▶ **DOCUMENT**:
▼

Yeah, that that was a consistent thing going on. I’ve got some of those things in this book [Ken’s autobiography Cobblestonging Quicksand Mazes]. When I was homeless I would write about a few things. There’s some things I honestly couldn’t write about. But that was UC Berkeley Cal. And that’s why the kind of music the Sun Ras, all of those people like Mario Savio, and Ron Dellums… And Cointelpro was coming in there to stop that from being such a conclave of liberal progressive type people. They were serious enough. So people died, a lot of people’s careers got diverted.

So when I got back, I realized that they were really concentrating, because some of the plants they had in our department were telling them that this person, me, was the person responsible mainly for the success of that group. And they were doing things within and without my personal life, business life trying their best to get something where they could negate my impact by having something seemingly community-oriented, to bring me down. For example. if I got arrested for this, or I got shot trying to resist arrest… they were doing these kinds of things. And Huey, you saw what happened to him. All of that was the Cointelpro setup. But they took time to try to establish a feud between him and somebody else and tell him what… you know, they went out of their way so it would look like just one of those community things happened. Many of the Ministers and the Panthers ran into that. Eldridge here… We get people in Chicago. That was just part of it.

▲

▶ **PROVIDED MATERIAL**:
▼

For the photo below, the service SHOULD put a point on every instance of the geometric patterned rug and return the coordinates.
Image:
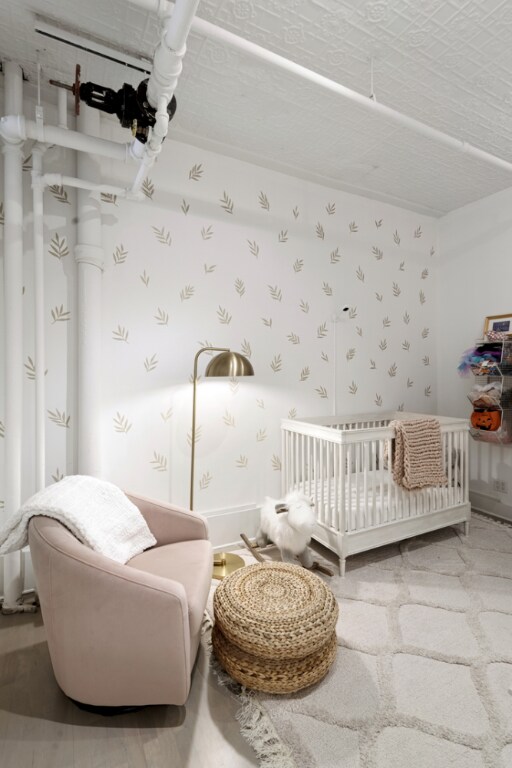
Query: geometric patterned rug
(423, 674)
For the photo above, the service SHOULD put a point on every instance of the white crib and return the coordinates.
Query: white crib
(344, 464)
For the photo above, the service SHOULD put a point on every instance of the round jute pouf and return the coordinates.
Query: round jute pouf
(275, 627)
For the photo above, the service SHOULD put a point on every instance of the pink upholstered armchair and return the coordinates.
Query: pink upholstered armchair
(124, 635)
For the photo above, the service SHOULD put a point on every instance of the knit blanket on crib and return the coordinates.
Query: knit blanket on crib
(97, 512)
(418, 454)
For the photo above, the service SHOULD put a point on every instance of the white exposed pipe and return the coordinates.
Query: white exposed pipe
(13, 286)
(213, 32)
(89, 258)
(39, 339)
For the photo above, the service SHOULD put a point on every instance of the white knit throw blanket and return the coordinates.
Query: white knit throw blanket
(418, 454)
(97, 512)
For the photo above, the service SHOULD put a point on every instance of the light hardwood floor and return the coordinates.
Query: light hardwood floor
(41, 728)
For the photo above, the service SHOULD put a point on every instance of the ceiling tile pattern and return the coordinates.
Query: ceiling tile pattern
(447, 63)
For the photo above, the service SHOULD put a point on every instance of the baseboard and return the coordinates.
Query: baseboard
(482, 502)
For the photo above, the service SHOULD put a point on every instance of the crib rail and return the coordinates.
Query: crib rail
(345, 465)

▲

▶ **PROBLEM STATEMENT**: Can you rewrite everything in the interview from "Yeah, that that" down to "careers got diverted.", replacing "book" with "memoir"?

▶ **RESULT OF THIS TASK**:
Yeah, that that was a consistent thing going on. I’ve got some of those things in this memoir [Ken’s autobiography Cobblestonging Quicksand Mazes]. When I was homeless I would write about a few things. There’s some things I honestly couldn’t write about. But that was UC Berkeley Cal. And that’s why the kind of music the Sun Ras, all of those people like Mario Savio, and Ron Dellums… And Cointelpro was coming in there to stop that from being such a conclave of liberal progressive type people. They were serious enough. So people died, a lot of people’s careers got diverted.